# [How to complete this task]
Output each record in full, exactly as it stands.

# [Dataset entries]
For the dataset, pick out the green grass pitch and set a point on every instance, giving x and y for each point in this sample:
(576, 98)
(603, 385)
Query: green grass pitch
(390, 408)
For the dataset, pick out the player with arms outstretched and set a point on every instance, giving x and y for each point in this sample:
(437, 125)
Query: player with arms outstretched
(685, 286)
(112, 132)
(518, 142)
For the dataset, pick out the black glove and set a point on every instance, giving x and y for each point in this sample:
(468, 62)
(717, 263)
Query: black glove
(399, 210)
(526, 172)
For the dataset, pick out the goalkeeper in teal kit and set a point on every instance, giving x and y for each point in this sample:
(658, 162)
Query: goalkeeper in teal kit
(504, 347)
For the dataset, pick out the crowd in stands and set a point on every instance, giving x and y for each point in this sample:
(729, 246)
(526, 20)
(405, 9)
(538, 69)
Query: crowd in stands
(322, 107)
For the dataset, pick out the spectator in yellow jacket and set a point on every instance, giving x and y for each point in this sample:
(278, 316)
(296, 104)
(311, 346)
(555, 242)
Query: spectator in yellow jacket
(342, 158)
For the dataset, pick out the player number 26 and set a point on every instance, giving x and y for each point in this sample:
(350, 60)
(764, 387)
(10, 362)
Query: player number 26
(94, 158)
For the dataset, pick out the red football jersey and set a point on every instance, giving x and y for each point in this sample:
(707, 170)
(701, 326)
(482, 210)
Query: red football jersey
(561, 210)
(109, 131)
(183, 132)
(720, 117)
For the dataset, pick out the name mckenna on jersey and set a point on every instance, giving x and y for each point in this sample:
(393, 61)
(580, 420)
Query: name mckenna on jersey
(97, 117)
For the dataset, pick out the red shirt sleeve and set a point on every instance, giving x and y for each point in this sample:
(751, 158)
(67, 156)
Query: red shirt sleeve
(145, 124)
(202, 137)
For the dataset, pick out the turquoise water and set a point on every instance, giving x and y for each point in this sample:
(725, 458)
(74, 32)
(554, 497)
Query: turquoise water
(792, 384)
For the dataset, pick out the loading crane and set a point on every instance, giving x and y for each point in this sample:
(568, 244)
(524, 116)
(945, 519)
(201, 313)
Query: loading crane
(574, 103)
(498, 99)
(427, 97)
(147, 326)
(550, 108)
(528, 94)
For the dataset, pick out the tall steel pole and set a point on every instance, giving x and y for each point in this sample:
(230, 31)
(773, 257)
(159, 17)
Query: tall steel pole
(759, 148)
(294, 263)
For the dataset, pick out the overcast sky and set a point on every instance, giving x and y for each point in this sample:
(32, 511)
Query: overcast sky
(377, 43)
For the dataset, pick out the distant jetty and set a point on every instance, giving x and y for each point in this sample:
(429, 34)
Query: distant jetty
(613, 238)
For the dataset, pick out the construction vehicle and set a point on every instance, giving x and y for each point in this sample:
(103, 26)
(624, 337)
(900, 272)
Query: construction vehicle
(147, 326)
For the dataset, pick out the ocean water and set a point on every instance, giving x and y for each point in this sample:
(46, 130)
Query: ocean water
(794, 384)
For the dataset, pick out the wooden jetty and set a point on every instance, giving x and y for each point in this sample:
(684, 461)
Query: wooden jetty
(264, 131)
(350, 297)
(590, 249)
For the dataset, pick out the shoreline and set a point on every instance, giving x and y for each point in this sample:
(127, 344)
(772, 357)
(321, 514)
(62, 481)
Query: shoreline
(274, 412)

# [Solution for this exercise]
For the dataset, pick out the green grass pitch and set a point on every instance, giving x and y for each point in this sample:
(576, 98)
(603, 385)
Query: green grass pitch
(390, 408)
For the dataset, pick out the player with arms outstretched and set a point on every instance, giving x and y for each point in this sample:
(437, 125)
Query: player with arms outstretched
(685, 286)
(112, 132)
(518, 142)
For the dataset, pick out the black glove and set a point on every instance, giving x and y for each point in this sample:
(468, 62)
(717, 263)
Query: black glove
(399, 210)
(526, 172)
For the dataset, pick out the goalkeeper in teal kit and set a point on every instance, giving x and y for each point in this sample:
(658, 162)
Query: goalkeeper in teal kit
(504, 347)
For the dataset, pick out the crowd in stands and set a point on every instance, giving x and y for each point in this sample:
(729, 246)
(526, 20)
(405, 9)
(538, 69)
Query: crowd in stands
(322, 107)
For the dataset, pick out the spectator in yellow jacket and set a point on every instance, giving x and y for each point in this sample:
(278, 316)
(296, 104)
(311, 346)
(555, 242)
Query: spectator in yellow jacket
(342, 158)
For the dataset, pick out the player number 26 and set a point on every instance, giving x and y for each point in this sample:
(350, 60)
(764, 387)
(10, 362)
Query: player number 26
(94, 158)
For the dataset, pick out the red football jersey and set a point on every instance, giving x and y for each point in this sample:
(707, 170)
(701, 326)
(482, 210)
Query: red football jersey
(561, 210)
(109, 131)
(183, 132)
(720, 117)
For the dataset, pick out the name mckenna on jersey and set a point on every instance, giving x and y for each point in this sample:
(393, 61)
(580, 420)
Query: name mckenna on jersey
(97, 117)
For the dataset, pick out the red shirt sleeve and set a point on every instance, giving x and y for each point in this sample:
(751, 158)
(67, 156)
Query: red shirt sleeve
(145, 124)
(202, 137)
For the dataset, pick out the turquoise water and set a point on every instance, giving x and y for each point in this sample:
(725, 458)
(74, 32)
(554, 497)
Query: turquoise water
(792, 384)
For the dataset, pick out the loading crane and set a point on every instance, giving x and y for each point in this sample:
(568, 244)
(524, 116)
(945, 519)
(201, 313)
Query: loading crane
(574, 103)
(498, 99)
(427, 97)
(147, 326)
(550, 108)
(528, 94)
For the dataset, pick out the tall steel pole and set a point on every instance, giving x and y for each point in this sample:
(230, 31)
(773, 257)
(159, 17)
Query: tall steel pole
(759, 148)
(294, 263)
For the dataset, pick out the overcast sky and set a point on every instance, giving x and y for each point in this sample:
(32, 511)
Query: overcast sky
(377, 43)
For the dataset, pick out the distant jetty and set a point on every instance, giving x and y for each point in this sample:
(429, 34)
Query: distant jetty
(613, 238)
For the dataset, pick out the construction vehicle and set a point on every instance, giving x and y for each point in this sample:
(103, 26)
(624, 337)
(900, 272)
Query: construction vehicle
(147, 326)
For the dataset, pick out the ocean water and set a point on every instance, giving x and y for each point in this sample:
(46, 130)
Query: ocean water
(794, 384)
For the dataset, pick out the wooden jetty and set a point on every instance, giving x and y for each point in this sample:
(684, 461)
Query: wooden jetty
(264, 131)
(350, 297)
(590, 249)
For the dataset, pick out the shoreline and set a point on every instance, giving x and y for each point in this sample:
(127, 344)
(772, 357)
(321, 514)
(62, 481)
Query: shoreline
(274, 412)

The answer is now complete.